• Tarefa proposta
Substitua "dense forest" por "thick woods" e copie de novo as linhas abaixo, da que contém "Would you mind pointing out the flat" até a última da lista, sem mudar mais nada.

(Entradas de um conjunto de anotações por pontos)

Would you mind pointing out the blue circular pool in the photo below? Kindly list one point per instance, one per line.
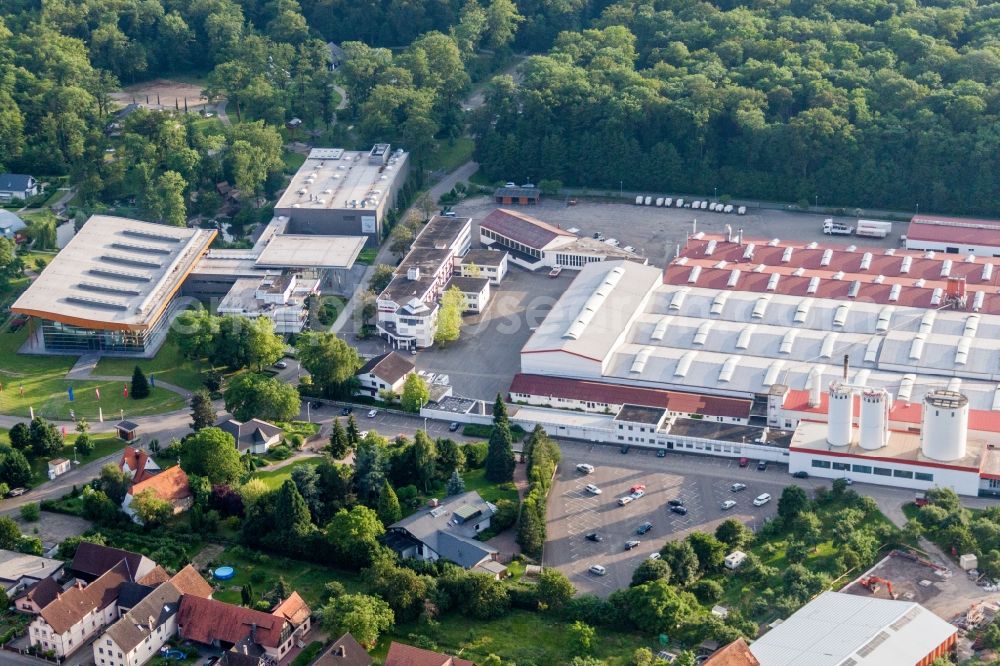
(224, 573)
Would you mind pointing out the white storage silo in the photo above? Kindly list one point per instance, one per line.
(873, 426)
(840, 414)
(945, 425)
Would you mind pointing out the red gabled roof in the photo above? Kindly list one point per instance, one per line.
(206, 621)
(170, 485)
(524, 229)
(591, 391)
(401, 654)
(956, 230)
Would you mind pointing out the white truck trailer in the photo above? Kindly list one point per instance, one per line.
(873, 228)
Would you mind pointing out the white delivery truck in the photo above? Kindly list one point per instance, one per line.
(874, 228)
(836, 228)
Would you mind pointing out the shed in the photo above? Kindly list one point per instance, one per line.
(735, 559)
(127, 430)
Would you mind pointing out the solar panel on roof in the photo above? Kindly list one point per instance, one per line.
(121, 275)
(108, 289)
(130, 261)
(163, 238)
(148, 249)
(96, 302)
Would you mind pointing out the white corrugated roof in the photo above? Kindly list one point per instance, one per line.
(834, 627)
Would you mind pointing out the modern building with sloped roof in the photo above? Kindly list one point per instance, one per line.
(446, 531)
(835, 629)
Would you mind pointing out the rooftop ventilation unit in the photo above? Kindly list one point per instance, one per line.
(719, 302)
(826, 349)
(802, 311)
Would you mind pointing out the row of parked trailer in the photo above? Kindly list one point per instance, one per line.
(670, 202)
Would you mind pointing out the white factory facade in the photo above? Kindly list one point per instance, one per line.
(882, 368)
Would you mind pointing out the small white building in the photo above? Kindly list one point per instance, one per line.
(476, 292)
(387, 372)
(490, 264)
(17, 186)
(58, 466)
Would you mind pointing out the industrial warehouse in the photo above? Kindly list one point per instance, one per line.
(881, 367)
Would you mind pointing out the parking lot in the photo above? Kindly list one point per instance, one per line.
(483, 361)
(655, 232)
(701, 483)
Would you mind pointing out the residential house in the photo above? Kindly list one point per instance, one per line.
(401, 654)
(446, 531)
(19, 571)
(345, 651)
(140, 633)
(79, 613)
(17, 186)
(58, 467)
(91, 561)
(386, 372)
(490, 264)
(37, 596)
(137, 464)
(218, 624)
(253, 436)
(170, 485)
(11, 225)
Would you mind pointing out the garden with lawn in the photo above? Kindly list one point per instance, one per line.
(40, 382)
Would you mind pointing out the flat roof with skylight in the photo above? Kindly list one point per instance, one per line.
(116, 273)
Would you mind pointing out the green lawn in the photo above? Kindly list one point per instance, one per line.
(275, 478)
(168, 365)
(450, 156)
(45, 388)
(262, 573)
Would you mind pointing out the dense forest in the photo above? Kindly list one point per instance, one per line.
(854, 103)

• Resposta correta
Would you mind pointing out the flat roof with skylight in the photo above? Kindly list one point per instance, one per line.
(116, 273)
Would you mind pointing out the green lawn in the photo above? Kindly list one point per instance, one per line.
(275, 478)
(168, 365)
(450, 156)
(45, 388)
(262, 573)
Would you mind pointing out the thick woods in the photo above? Kindly list one point per instance, one per line.
(854, 103)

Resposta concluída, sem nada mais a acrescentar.